PROBLEM REQUIREMENTS |
Copy each line containing "blue" from the listing below.
━━━━━━━━━━━━━━━━━━━━
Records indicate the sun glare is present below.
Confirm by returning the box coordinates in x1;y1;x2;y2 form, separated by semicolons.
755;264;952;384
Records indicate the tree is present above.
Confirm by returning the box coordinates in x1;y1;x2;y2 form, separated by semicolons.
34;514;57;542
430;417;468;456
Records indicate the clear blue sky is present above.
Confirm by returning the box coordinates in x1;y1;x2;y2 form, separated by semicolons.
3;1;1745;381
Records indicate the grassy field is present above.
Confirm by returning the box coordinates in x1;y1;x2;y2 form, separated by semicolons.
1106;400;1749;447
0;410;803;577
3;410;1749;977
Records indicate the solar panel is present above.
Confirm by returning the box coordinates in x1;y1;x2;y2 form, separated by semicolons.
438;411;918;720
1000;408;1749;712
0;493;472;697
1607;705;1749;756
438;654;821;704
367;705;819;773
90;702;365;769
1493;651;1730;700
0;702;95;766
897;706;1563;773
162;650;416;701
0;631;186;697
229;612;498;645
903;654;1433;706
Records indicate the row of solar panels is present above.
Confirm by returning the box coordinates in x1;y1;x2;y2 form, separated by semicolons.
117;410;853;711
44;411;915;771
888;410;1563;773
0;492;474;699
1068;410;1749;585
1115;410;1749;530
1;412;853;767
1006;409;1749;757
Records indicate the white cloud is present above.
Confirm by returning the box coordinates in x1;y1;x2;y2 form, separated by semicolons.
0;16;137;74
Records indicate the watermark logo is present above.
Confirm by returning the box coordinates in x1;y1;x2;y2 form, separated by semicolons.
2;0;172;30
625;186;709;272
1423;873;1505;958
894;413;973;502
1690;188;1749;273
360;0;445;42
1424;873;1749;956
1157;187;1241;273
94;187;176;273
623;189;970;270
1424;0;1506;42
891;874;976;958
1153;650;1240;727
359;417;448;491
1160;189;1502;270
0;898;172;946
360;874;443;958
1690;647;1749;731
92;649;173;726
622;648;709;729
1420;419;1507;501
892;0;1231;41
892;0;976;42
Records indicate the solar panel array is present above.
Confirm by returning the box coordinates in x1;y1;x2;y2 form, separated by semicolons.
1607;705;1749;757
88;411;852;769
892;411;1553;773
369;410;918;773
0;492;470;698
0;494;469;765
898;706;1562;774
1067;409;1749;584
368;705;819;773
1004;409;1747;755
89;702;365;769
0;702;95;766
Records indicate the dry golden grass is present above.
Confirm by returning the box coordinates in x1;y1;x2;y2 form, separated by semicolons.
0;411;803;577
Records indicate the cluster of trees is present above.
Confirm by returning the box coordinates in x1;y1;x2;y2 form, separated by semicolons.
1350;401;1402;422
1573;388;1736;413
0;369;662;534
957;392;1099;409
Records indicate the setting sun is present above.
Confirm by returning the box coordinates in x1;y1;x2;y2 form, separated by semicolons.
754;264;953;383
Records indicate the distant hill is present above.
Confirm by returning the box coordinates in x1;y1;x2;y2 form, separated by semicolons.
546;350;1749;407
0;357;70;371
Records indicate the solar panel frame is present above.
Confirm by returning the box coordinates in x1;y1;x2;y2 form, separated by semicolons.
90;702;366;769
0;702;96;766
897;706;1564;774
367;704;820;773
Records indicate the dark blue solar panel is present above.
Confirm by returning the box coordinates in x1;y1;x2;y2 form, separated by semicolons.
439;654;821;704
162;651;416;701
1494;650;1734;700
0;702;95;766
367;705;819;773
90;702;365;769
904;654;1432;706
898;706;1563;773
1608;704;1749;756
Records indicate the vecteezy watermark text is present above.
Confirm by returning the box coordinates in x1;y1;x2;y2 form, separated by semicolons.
━━━━━━━━━━━━━━━━━━━━
RESULT OF THE TASK |
Records indicate the clear blue sky is present above.
Records indicate the dark blue solar panel is present above.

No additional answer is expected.